> SELECTED TEXT:
After all, the network had heavily promoted its streaming service, CBS All Access, in the days leading up to the Grammys, hoping to win new subscribers for the $5.99 monthly service. CBS even offered a one-week free trial to encourage people to sign up in time for its awards-show broadcast.
But CBS managed to snatch defeat from the jaws of victory when its All Access service crashed under the load, preventing some users from accessing the live feed. CBS placed the blame on a third-party location services provider that had issues verifying user location. Still, the damage was done, and CBS squandered a glorious opportunity to attract new users to its service.
Here’s my question: What will ABC learn from this debacle as it gets ready to livestream the Academy Awards this Sunday on ABC.com and the Watch ABC app?
Fortunately for ABC, it has a much lower hurdle to clear. Why? Because ABC is not providing the stream over a standalone subscription service the way CBS did. Anyone who goes to ABC.com can watch the Oscars free of charge. By contrast, All Access is a paid service. In fact, CBS is the only major network that has launched a pay-per-month streaming service to compete with the likes of Netflix and Amazon Prime.
The reality is that most people are very busy (or lazy), and only subscribe a few minutes before or after the event actually starts.
Running a subscription service is difficult, especially when it comes to the livestreaming of blockbuster events. The reality is that most people are very busy (or lazy), and only subscribe a few minutes before or after the event actually starts. So the difficulty isn’t managing the stream itself. The difficulty is managing the infrastructure needed to support all those rapid-fire sign-ups.
Most subscription services would love to get a million new customers. But if all those new subscribers join in the same 10-minute window, that can lead to all sorts of problems. It’s not just about delivering the stream to them. It’s about dealing with their credit card networks, detecting fraud, putting security safeguards in place and, as CBS All Access discovered, verifying the location of each and every new user.
In the best of circumstances, getting all those pieces right can be challenging. Now try doing it for 10,000 new customers every second. It’s the difference between welcoming shoppers to the mall on a normal day and flinging open the doors on Black Friday morning. Pandemonium ensues.
Most subscription services would love to get a million new customers. But if all those new subscribers join in the same 10-minute window, that can lead to all sorts of problems.
So what’s to be done? Networks can start by implementing a better subscription service. A subscription service with sign-up tools that can handle the craziest traffic surges and support customers in very high orders of magnitude. And this is a necessity not only for networks in the streaming business. I’m familiar with one e-commerce site that suddenly went from a few hundred sign-ups per second to 10,000 sign-ups per second. It was Christmas morning and millions of kids wanted to redeem their gift certificates at exactly the same time. The company had prepared well but, ironically, a geolocation provider had an issue that hurt their scalability and in the amplified onslaught its system crashed under the strain. End result: Angry customers and lost business.

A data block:
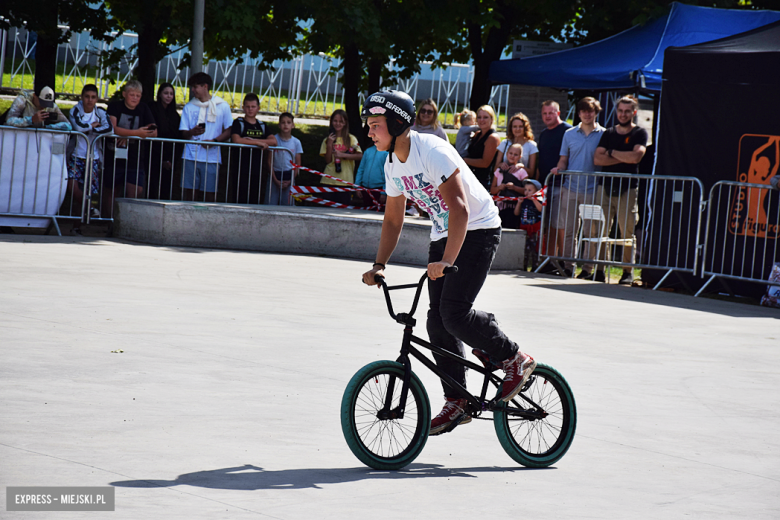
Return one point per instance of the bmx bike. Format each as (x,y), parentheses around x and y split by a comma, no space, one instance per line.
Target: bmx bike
(386,413)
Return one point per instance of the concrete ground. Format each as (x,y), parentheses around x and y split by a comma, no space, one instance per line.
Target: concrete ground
(206,384)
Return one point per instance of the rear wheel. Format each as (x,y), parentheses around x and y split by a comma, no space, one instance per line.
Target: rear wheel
(374,436)
(539,442)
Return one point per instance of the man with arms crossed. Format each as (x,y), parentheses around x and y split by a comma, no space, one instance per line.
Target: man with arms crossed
(466,232)
(620,150)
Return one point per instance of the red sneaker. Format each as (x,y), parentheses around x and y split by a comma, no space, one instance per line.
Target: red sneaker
(452,411)
(517,369)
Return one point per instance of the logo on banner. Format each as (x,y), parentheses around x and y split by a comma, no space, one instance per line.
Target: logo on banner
(759,161)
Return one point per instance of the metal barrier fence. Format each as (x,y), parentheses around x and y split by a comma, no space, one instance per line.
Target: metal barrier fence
(189,170)
(35,185)
(743,231)
(591,213)
(306,84)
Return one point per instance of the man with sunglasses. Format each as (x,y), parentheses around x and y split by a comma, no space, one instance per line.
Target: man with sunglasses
(466,231)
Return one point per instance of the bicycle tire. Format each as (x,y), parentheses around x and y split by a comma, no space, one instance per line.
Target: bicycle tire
(542,442)
(388,444)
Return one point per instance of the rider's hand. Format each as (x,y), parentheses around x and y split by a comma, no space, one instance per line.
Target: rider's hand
(368,277)
(436,269)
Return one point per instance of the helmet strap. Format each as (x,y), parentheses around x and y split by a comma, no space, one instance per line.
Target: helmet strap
(392,149)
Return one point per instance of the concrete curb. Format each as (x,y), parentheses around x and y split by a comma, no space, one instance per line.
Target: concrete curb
(278,229)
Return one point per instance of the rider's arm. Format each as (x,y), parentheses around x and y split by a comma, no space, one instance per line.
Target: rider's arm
(454,195)
(391,228)
(392,225)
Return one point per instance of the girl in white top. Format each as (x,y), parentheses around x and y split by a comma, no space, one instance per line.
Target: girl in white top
(518,131)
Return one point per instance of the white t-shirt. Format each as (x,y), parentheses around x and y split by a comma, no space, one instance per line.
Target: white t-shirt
(528,148)
(189,119)
(282,159)
(431,162)
(81,145)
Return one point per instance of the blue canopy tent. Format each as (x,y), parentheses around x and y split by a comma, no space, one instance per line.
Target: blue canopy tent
(631,60)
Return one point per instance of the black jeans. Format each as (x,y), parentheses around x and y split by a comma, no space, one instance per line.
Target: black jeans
(451,319)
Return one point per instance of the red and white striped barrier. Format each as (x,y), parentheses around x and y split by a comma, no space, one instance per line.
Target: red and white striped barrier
(331,204)
(540,195)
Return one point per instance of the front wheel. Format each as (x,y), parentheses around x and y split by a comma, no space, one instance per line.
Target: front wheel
(539,442)
(372,429)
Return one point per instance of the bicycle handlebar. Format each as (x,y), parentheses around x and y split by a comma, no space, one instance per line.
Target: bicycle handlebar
(381,281)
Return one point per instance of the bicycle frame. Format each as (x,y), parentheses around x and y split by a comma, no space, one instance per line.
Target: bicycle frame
(477,404)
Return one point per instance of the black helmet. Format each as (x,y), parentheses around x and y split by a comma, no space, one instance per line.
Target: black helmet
(395,105)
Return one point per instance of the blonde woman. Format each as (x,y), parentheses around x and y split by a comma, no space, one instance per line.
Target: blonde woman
(518,131)
(464,122)
(427,121)
(484,146)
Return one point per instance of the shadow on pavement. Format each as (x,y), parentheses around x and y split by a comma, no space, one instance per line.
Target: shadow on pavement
(249,477)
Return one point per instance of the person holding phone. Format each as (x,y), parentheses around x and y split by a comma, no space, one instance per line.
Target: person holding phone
(36,109)
(465,232)
(205,118)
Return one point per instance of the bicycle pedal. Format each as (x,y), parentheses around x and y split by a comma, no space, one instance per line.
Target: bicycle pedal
(454,424)
(485,360)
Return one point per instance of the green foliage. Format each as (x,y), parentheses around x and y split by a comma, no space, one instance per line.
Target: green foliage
(78,15)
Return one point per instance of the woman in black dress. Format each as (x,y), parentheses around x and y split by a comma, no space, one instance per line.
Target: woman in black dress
(483,147)
(164,155)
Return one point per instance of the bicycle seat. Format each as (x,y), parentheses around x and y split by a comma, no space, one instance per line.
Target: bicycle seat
(485,359)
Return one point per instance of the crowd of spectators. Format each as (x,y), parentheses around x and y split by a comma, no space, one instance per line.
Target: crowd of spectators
(513,169)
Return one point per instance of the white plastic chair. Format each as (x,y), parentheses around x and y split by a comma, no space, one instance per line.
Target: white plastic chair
(595,212)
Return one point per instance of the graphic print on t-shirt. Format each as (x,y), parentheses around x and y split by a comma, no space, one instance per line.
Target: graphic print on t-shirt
(427,197)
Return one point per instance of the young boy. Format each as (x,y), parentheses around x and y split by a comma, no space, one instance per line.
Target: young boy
(93,121)
(283,171)
(465,232)
(205,118)
(129,118)
(246,165)
(530,213)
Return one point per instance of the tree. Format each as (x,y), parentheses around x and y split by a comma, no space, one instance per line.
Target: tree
(366,35)
(42,17)
(484,28)
(231,29)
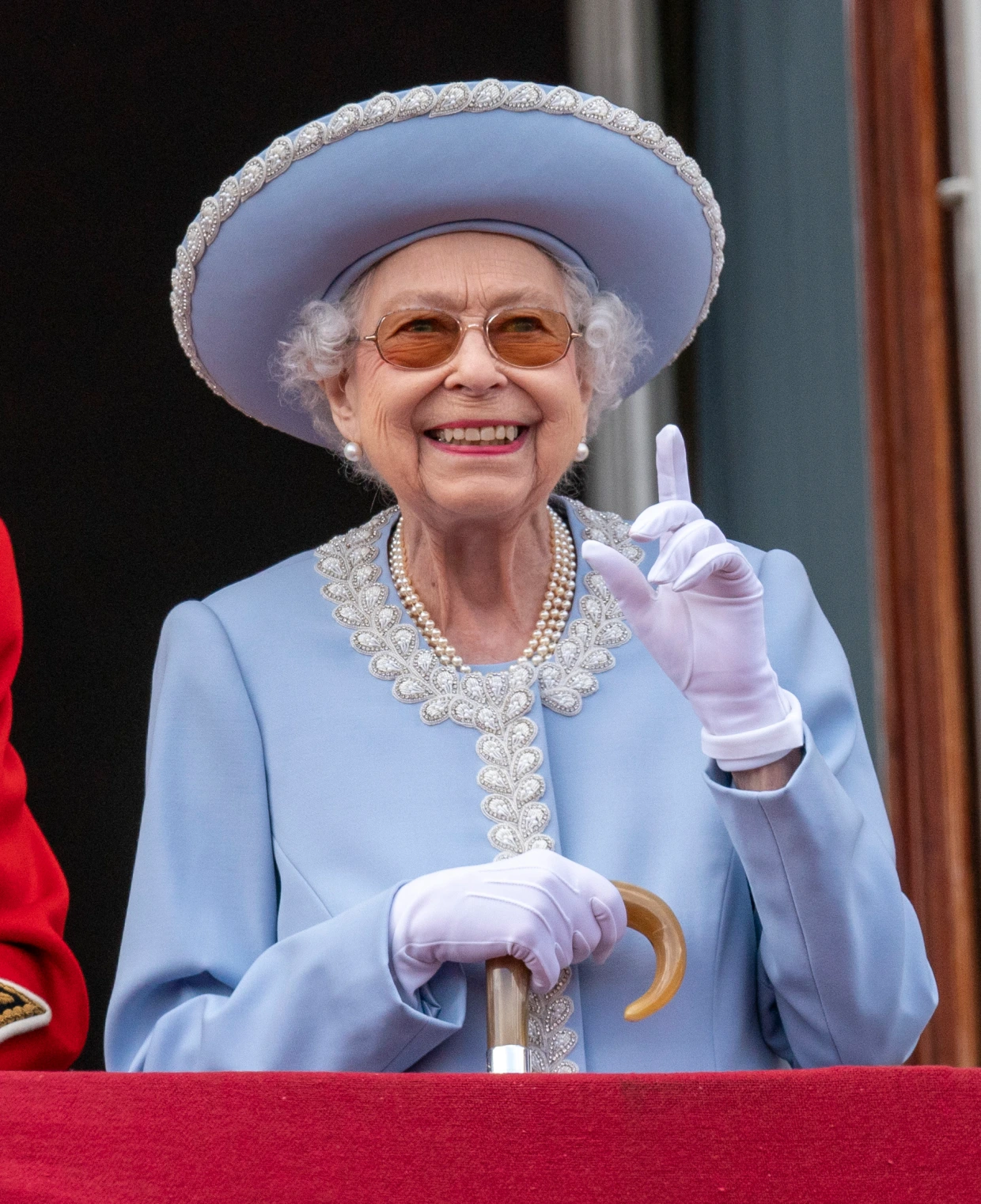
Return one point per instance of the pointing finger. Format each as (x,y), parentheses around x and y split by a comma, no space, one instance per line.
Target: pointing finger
(672,466)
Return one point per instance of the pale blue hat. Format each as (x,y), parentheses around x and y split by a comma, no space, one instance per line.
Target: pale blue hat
(593,184)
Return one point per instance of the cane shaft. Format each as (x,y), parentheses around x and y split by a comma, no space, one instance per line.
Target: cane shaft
(507,1015)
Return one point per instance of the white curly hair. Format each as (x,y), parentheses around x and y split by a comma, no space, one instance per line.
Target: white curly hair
(321,343)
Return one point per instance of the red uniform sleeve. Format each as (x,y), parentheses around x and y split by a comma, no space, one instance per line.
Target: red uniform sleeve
(34,895)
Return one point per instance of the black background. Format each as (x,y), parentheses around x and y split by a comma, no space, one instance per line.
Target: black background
(125,484)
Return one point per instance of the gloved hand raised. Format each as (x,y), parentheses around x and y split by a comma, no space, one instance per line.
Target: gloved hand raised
(540,908)
(702,620)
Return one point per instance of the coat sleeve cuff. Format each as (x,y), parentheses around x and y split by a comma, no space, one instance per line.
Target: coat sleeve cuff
(21,1010)
(749,750)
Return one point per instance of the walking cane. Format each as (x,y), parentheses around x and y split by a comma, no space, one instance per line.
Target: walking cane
(508,982)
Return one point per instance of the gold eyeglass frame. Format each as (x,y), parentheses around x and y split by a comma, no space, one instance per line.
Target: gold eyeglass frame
(464,327)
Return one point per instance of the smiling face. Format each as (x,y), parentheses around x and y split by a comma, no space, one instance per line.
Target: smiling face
(473,438)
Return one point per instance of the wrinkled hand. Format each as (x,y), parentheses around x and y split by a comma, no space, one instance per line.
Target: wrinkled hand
(702,619)
(540,908)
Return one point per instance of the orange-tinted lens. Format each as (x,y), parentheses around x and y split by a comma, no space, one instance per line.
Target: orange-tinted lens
(530,339)
(418,339)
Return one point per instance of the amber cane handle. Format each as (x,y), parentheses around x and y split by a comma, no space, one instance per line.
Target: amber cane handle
(508,982)
(653,919)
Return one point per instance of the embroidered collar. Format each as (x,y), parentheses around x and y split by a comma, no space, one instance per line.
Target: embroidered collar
(496,703)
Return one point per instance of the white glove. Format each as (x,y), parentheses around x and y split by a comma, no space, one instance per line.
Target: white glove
(706,630)
(540,908)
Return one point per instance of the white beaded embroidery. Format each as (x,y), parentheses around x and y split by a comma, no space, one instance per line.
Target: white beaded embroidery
(453,98)
(494,703)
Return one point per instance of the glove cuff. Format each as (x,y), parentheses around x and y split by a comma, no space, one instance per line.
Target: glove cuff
(749,750)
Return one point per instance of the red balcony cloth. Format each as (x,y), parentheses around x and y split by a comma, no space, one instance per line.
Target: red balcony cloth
(34,896)
(835,1137)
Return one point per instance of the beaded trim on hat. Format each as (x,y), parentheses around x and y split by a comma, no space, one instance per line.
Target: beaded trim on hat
(425,101)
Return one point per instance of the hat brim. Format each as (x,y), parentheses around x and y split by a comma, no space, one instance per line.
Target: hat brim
(585,175)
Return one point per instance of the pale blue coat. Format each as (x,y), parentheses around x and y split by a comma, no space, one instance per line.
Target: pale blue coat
(289,793)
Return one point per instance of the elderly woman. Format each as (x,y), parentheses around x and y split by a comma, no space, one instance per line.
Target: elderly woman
(435,740)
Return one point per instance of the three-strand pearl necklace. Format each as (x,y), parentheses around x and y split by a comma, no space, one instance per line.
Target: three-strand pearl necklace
(551,618)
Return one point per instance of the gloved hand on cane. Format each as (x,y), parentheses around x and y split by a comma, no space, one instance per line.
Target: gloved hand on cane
(702,619)
(540,908)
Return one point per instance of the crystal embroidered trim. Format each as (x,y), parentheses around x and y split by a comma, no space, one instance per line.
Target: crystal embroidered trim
(494,703)
(453,98)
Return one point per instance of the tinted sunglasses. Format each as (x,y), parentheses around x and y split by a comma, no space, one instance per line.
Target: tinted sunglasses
(523,336)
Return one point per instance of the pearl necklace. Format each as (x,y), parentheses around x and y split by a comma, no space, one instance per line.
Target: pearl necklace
(551,618)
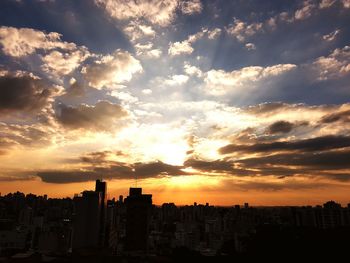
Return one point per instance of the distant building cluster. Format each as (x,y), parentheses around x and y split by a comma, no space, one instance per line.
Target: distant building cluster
(88,225)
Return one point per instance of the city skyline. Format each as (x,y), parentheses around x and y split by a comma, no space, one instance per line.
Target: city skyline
(201,101)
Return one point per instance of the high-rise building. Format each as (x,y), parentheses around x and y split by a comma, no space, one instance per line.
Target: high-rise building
(86,221)
(101,187)
(138,213)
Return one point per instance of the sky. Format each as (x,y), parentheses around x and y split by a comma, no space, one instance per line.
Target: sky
(194,101)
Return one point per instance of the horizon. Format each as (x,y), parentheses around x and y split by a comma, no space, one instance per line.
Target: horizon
(223,102)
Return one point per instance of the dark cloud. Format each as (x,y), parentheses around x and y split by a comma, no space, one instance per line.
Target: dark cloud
(229,185)
(34,135)
(101,116)
(343,116)
(114,170)
(23,94)
(283,127)
(62,177)
(268,107)
(313,144)
(210,166)
(332,160)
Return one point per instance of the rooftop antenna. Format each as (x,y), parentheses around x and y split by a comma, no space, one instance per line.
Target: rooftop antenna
(135,177)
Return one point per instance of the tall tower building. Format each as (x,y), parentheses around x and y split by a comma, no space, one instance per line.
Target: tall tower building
(138,215)
(86,224)
(101,187)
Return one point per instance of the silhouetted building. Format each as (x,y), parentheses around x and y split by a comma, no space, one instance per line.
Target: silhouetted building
(86,224)
(101,187)
(138,214)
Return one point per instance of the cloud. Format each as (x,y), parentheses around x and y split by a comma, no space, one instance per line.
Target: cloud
(33,135)
(159,12)
(135,30)
(147,50)
(318,163)
(19,42)
(114,170)
(331,36)
(24,94)
(192,70)
(305,11)
(283,127)
(111,70)
(179,48)
(185,47)
(176,80)
(190,7)
(242,30)
(214,33)
(220,82)
(101,117)
(250,46)
(63,63)
(322,143)
(326,3)
(334,66)
(341,116)
(346,3)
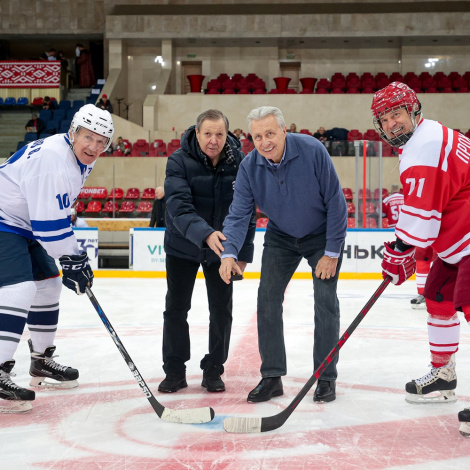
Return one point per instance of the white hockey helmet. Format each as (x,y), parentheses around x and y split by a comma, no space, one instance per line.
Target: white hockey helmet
(94,119)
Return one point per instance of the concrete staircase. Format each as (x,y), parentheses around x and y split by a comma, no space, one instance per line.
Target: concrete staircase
(12,130)
(78,94)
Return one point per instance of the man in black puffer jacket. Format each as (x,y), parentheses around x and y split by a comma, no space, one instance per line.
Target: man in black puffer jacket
(200,177)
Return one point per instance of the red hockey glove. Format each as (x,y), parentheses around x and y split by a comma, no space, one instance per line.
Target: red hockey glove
(399,266)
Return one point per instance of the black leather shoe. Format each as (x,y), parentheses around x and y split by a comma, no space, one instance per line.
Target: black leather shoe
(325,391)
(173,383)
(211,380)
(268,388)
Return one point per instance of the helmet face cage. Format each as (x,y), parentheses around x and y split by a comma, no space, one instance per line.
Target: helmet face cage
(94,119)
(391,98)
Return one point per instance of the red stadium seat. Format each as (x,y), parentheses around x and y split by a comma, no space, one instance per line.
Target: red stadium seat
(173,145)
(348,195)
(127,207)
(351,208)
(99,193)
(79,207)
(157,148)
(148,193)
(132,193)
(141,147)
(93,207)
(110,207)
(116,193)
(144,207)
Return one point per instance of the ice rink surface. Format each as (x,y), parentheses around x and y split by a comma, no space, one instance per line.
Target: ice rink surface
(107,423)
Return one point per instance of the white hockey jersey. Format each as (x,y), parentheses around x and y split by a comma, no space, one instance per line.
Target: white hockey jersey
(38,185)
(435,174)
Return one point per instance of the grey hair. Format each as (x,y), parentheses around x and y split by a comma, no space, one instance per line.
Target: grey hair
(211,115)
(265,111)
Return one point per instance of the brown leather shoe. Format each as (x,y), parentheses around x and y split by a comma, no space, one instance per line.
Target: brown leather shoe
(268,388)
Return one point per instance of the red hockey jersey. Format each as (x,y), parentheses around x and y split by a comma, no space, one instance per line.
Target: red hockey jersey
(391,206)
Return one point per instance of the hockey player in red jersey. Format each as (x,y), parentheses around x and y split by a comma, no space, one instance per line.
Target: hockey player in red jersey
(435,174)
(391,207)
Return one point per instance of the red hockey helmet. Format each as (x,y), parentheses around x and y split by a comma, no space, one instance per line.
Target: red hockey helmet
(395,96)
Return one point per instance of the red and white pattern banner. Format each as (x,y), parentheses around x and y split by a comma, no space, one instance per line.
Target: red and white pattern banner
(29,74)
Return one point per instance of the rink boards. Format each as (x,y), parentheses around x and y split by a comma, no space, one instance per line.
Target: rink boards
(361,260)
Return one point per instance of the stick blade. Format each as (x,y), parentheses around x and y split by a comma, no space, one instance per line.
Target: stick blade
(188,416)
(242,425)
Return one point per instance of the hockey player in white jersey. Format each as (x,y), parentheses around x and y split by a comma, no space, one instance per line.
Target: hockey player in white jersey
(435,174)
(38,185)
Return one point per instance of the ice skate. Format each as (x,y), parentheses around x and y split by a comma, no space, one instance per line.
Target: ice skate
(464,418)
(47,373)
(13,399)
(435,387)
(418,303)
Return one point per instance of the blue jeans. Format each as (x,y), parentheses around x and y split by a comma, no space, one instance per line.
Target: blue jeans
(281,257)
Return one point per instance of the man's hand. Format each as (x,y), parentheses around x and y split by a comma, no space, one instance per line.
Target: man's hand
(76,272)
(326,267)
(214,242)
(399,266)
(229,266)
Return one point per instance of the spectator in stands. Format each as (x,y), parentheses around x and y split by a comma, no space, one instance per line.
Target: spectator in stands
(321,134)
(123,146)
(105,104)
(75,220)
(157,218)
(48,103)
(35,124)
(85,68)
(49,55)
(199,185)
(307,213)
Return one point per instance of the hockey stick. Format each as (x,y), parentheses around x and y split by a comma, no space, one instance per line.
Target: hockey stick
(253,425)
(189,416)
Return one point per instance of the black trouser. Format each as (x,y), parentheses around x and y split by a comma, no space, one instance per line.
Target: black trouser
(181,275)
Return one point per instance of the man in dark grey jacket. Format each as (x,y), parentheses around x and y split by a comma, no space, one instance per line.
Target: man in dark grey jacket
(200,177)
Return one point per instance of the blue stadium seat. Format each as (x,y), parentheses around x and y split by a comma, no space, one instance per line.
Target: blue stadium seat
(65,104)
(30,136)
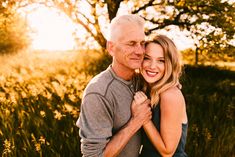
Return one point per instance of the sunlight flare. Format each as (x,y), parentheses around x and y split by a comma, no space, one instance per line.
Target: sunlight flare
(52,30)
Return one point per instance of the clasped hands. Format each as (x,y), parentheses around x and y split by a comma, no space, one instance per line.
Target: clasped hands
(141,109)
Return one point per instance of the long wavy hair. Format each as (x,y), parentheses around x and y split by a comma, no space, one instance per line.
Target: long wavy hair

> GIVEN INSTRUCTION:
Copy the article on the CBS All Access outage from "But CBS managed" up to and including "Watch ABC app?". The data is separate from the article on the CBS All Access outage.

> EXERCISE ANSWER:
But CBS managed to snatch defeat from the jaws of victory when its All Access service crashed under the load, preventing some users from accessing the live feed. CBS placed the blame on a third-party location services provider that had issues verifying user location. Still, the damage was done, and CBS squandered a glorious opportunity to attract new users to its service.
Here’s my question: What will ABC learn from this debacle as it gets ready to livestream the Academy Awards this Sunday on ABC.com and the Watch ABC app?